This shows a kid using an app full of emojis.
Field data published in Frontiers in Education demonstrates that an emoji-based 9-question Likert scale allows early childhood educators to evaluate preschool social skills with an exemplary 0.89 Cronbach reliability rating, streamlining the deployment of early interventions. Credit: Neuroscience News

The social skills instrument is intended to be quick and practical for daily use by preschool staff. Teachers answer nine targeted questions about observable behaviors using the emoji scale. The aim was to verify whether the test is stable, reliable, and suitable for the intended age group. Initial results are encouraging and indicate the measure is well suited for children aged three to five.

Using emoji faces for the children’s test

The emoji-based Likert format was chosen to reduce ambiguity and speed up scoring. Visual icons remove complex wording and help teachers register observations consistently. In testing, every item correlated positively with the overall score, which supports the scale’s coherence as a unidimensional measure of social skill behaviors.

__Assignment 1__: According to the text on the emoji-based social skills scale, for what age group is the measure well suited?
__Assignment 2__: Reproduce the text on the emoji-based social skills scale word for word, from "Field data published" to "three to five.".
The records below are not needed.

__Data listing__:
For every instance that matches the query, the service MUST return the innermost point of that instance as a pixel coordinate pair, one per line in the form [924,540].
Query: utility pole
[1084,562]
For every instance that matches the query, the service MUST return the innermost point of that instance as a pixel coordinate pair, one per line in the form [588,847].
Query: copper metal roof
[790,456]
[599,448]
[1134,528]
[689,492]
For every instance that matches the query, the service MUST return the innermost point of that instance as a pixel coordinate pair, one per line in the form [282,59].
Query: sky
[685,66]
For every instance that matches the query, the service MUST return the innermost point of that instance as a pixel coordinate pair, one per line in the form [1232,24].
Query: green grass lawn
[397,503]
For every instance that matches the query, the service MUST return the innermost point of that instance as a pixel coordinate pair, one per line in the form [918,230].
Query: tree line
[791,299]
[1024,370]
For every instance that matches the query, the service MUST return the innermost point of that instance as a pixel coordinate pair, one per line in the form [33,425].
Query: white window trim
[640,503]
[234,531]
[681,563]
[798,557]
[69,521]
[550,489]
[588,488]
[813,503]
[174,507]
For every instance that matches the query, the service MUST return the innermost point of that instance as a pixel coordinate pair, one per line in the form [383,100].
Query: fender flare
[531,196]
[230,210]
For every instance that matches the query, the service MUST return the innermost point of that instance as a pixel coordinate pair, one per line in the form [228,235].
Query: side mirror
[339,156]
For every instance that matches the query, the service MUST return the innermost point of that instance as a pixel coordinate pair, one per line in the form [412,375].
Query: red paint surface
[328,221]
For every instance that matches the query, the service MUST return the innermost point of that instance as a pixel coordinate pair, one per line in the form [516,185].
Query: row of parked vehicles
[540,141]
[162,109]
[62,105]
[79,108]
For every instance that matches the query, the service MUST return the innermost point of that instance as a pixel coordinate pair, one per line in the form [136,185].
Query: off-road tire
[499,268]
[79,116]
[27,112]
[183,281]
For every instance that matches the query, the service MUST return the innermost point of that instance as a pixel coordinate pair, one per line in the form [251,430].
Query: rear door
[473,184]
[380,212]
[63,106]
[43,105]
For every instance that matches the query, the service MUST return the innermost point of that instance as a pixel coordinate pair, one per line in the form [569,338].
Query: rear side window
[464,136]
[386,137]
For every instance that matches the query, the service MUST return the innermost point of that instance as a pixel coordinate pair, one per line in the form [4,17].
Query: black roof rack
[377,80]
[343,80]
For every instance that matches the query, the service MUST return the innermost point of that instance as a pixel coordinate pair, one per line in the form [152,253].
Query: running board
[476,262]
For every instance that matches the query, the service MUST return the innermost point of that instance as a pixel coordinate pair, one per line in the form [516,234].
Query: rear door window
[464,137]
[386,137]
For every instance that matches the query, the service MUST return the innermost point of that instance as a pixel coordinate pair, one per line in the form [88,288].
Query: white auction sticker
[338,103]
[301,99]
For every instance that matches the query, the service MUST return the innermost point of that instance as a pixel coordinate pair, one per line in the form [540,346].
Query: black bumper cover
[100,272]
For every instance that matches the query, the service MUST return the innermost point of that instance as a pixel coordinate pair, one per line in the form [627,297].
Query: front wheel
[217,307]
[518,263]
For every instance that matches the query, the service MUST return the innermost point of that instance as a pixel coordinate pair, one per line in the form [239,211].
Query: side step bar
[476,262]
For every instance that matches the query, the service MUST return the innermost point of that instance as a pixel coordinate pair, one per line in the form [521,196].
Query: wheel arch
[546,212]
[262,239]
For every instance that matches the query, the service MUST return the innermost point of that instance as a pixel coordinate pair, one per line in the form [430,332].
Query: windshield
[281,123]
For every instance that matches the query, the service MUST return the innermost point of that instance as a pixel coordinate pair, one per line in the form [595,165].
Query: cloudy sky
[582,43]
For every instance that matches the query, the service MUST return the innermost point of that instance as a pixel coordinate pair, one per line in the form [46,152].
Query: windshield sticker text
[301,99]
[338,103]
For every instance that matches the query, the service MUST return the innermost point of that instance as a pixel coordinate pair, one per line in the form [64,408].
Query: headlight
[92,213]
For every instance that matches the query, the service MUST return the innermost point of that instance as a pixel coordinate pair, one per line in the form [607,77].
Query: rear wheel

__Task response 1__: Children aged three to five.

__Task response 2__:
Field data published in Frontiers in Education demonstrates that an emoji-based 9-question Likert scale allows early childhood educators to evaluate preschool social skills with an exemplary 0.89 Cronbach reliability rating, streamlining the deployment of early interventions. Credit: Neuroscience News

The social skills instrument is intended to be quick and practical for daily use by preschool staff. Teachers answer nine targeted questions about observable behaviors using the emoji scale. The aim was to verify whether the test is stable, reliable, and suitable for the intended age group. Initial results are encouraging and indicate the measure is well suited for children aged three to five.